**LIST OF TASKS:**
1 – Do the following statements agree with the autoencoder text? Answer each with yes or no and quote the deciding words from the text.
(a) The contractive autoencoder's regularizer pushes the derivatives of the encoding function to be as large as possible.
(b) A regularized autoencoder can be nonlinear and overcomplete and still learn something useful about the data distribution.
(c) The denoising autoencoder is meant only to learn to denoise its input.
2 – Please answer these questions from the autoencoder text, one per line, marking each answer with the same letter as its question.
(a) What kind of regularizer does the contractive autoencoder introduce?
(b) Which property does the text name as an example of what a loss function might encourage besides copying input to output?
(c) What does \(C()\) represent?
3 – Write the next part of the autoencoder text, picking up right after its final sentence.

Contractive autoencoder (CAE): An explicit regularizer is introduced to encourage the derivatives of the encoding function \(f({\bf{x}})\) to be as small as possible.
Characteristics
Try to adjust the capacity of the encoder and decoder based on the complexity of the data to be modeled.
Use a loss function that encourages the model to have other properties (e.g., sparsity) besides the ability to copy its input to its output.
A regularized autoencoder can be nonlinear and overcomplete but still learn something useful about the data distribution.
In principle, the goal of the denoising autoencoder is to reconstruct an input that has been corrupted by some sort of noise.
Othe previous works have proposed to use multi-layer perceptrons for denoising data.
However, the denoising autoencoder is intended not merely to learn to denoise its input but to learn a good internal representation as a side effect of learning to denoise.
Sample a training example \( {\bf{x}} \) from the training data.
Sample a corrupted version \( {\bf{\tilde{x}}} \) from \( C({\bf{\tilde{x}}}|x= {\bf{x}}) \), where \(C() \) represents a given corruption process.
Use \(({\bf{x}},{\bf{\tilde{x}}}) \) as a training example for estimating the autoencoder distribution \( p_{reconstruct}({\bf{x}}|{\bf{\tilde{x}}}) = p_{decoder}({\bf{x}}|x= {\bf{h}}) \) with \( {\bf{h}} \) the output of encoder \( f({\bf{\tilde{x}}}) \) and \(p_{decoder}\) typically defined by a decoder \( g({\bf{h}}) \).

**SUPPLIED DATA:**

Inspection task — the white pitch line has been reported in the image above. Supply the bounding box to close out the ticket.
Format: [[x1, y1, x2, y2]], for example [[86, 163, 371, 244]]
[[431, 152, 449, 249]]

**RESULTS OF THE EXERCISE:**
1 –
(a) No: "to be as small as possible."
(b) Yes: "A regularized autoencoder can be nonlinear and overcomplete but still learn something useful about the data distribution."
(c) No: "is intended not merely to learn to denoise its input but to learn a good internal representation as a side effect of learning to denoise."

2 –
(a) An explicit regularizer.
(b) Sparsity.
(c) A given corruption process.

3 –
As in sparse autoencoders a regularization penalty is used:
\[
\begin{equation}
L({\bf{x}},g(f({\bf{x}}))) + \Omega({\bf{h}},{\bf{x}})
\end{equation}
\]
But with a different choice of \(\Omega\):
\begin{equation}
\Omega({\bf{h}},{\bf{x}}) = \lambda \sum_{i} ||\nabla_{{\bf{x}}} h_i||^2
\end{equation}
Characteristics
The model is forced to learn a function that does not change much when \({\bf{x}}\) changes slightly.
It has theoretical connections to denoising autoencoders.
The CAE is contractive only locally, i.e., all perturbations of a training point \({\bf{x}}\) are mapped near to \(f({\bf{x}}) \).
Generative Modeling with DNNs
Network generated faces
Generative modeling
Generative modeling deals with models of distributions \( p({\bf{x}}) \), defined over datapoints \({\bf{x}} \) in some high-dimensional space \( \mathcal{x}\).
Since, learning the exact distribution is usually impossible, the goal is then to learn an approximate distribution as accurate as posssible according some metric.
For an image, the \( {\bf{x}} \) values which look like real images should be given a high probability, whereas images that look like random noise should get low probability.
Instead of computing the probabilities, usually the goal is to produce more examples that are like those already in a database, but not exactly the same.
More formally, let us suppose we have a dataset of examples \( {\bf{x}} \) distributed according to some unknown distribution \( p_{gt}({\bf{x}}) \).
The goal is to learn a model \( p({\bf{x}}) \) which we can sample from, such that \( p({\bf{x}}) \) is as similar as possible to \( p_{gt}({\bf{x}}) \).
Training this type of model has been a long-standing problem in the machine learning community.
Generative adversarial nets are trained by simultaneously updating the discriminative distribution (D, blue, dashed line) so that it discriminates between samples from the data generating distribution (black, dotted line) \( p_{\bf{x}} \) from those of the generative distribution \( p_g(G) \).
One of the goals is to learn the generator's distribution \( p_g \) over data \( {\bf{x}}\).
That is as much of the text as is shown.